>> Start Excerpted text

Thanks for your reassuring words. Keith. It helps me to explore my individual path without guilt.
Lori


Michael Cardosa
via faso.com
Hi Keith,

Interesting post! The more I've hung around some art groups the more I can recognize certain artists' work at a glance. I would think that if it's working (selling) you should probably keep it up if you're enjoying what you're doing. If you change there's a good chance your sales can stop too. Might not matter to some people but definitely would to others.

I agree with your bullet point of not exhibiting everything you do, even it's very good. If the style is completely different it might not find its way into the hearts of your collectors.

I think if you radically change your style you should bring that along carefully, not hesitantly, but some level of consciously knowing that you might be altering how your collectors feel about your work.

If you don't sell your work and don't plan to, this whole issue is moot, and then I'd say go have fun!

Thanks again for the posting,

Michael

Susan Holland
via faso.com
Striving to have or not have a style is a pretty good way to distract you from getting into a good "zone" for painting the picture.

I wonder how many people focus on handwriting when they are writing a letter? Unless they are practicing calligraphy, they just write and their style is so unique it can be used in court to convict them or not!

Self consciousness is, IMHO, a deterrent to creativity. Be a child. Your fingerprint will prevail in any case.

>> End Excerpted text
>> Start Extracted information

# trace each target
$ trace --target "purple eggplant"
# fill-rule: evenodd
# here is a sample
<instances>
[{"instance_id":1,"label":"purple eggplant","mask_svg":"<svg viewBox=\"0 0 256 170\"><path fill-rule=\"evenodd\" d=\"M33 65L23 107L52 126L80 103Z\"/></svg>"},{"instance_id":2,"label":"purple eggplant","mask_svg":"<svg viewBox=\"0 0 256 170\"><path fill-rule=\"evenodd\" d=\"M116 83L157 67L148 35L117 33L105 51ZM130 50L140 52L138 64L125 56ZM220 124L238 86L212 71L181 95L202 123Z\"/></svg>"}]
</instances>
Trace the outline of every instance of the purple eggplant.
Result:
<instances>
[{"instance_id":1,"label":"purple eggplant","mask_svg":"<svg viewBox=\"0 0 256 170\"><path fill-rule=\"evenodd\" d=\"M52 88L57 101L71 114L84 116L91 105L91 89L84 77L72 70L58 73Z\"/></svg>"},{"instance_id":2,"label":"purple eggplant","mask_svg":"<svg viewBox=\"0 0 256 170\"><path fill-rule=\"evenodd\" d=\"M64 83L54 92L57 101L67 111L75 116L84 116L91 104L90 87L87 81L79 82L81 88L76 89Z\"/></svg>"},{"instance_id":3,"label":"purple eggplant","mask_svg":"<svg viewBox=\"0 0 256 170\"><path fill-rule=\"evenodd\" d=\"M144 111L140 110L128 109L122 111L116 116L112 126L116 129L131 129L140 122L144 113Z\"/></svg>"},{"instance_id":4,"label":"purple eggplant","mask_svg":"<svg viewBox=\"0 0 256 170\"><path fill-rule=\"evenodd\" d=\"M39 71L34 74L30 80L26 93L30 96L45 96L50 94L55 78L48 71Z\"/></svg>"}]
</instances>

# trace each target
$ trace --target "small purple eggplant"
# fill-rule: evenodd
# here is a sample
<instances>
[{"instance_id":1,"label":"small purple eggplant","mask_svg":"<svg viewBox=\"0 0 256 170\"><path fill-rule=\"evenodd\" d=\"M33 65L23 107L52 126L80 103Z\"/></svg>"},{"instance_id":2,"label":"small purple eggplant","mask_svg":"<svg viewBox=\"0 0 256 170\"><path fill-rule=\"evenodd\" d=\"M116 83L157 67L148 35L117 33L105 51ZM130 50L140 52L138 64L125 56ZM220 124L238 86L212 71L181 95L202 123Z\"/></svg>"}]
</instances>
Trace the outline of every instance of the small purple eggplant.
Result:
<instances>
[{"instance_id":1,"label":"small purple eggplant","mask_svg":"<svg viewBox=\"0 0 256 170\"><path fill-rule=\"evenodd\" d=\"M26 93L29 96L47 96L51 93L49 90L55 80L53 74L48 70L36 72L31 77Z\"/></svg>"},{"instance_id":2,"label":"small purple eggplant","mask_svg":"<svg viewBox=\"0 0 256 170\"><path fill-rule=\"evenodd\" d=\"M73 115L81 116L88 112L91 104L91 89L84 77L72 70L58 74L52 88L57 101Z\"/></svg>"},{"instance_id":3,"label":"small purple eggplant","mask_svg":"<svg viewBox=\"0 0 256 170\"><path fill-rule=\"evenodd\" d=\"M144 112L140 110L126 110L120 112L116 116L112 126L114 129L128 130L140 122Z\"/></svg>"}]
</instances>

>> End Extracted information

**Set tasks:**
1) In the comments on artistic style, when does Michael Cardosa say the whole issue is moot?
2) Pick up the comment thread on artistic style after its final line and carry it on.

**Results of the tasks:**
1) When you don't sell your work and don't plan to.

2)
Pat Jeffers
via faso.com
Nice post Keith. The key part for me was the not exhibiting everything. That's critical. Explore, experiment, have fun, push yourself as much as you can and want to, but recognize that even if you've had a ball producing something it may not be worthy of a public presence. I've met artists who literally fall in love with every work they've ever produced and without discrimination once it's off the easel they've got it displayed somewhere, warts and all. That's not a good way to proceed. Take some time and let your left brain do some analysis before you put the work out there.

Scott
via faso.com
I agree. Style just "happens".
But as Michael touches on above, so many of these discussions are based on whether you are a "marketing" artist or not. I made my living as a freelance artist for twenty years, then took a break, and am now creating again - but this time just for my own pleasure. It really is a whole different ball game when you are not worrying about selling and marketing.

Tuva Stephens
via faso.com
Keith,

Great article! I always have my serious work in which I have developed a style, but I also have my work that is in search of the "what if"...the experimental. Sometimes I am hesitant to put the new experimental work in competitions. I try to evaluate that work just like I would the serious work. I believe that when you stop worrying about what will sell that is when you become more successful.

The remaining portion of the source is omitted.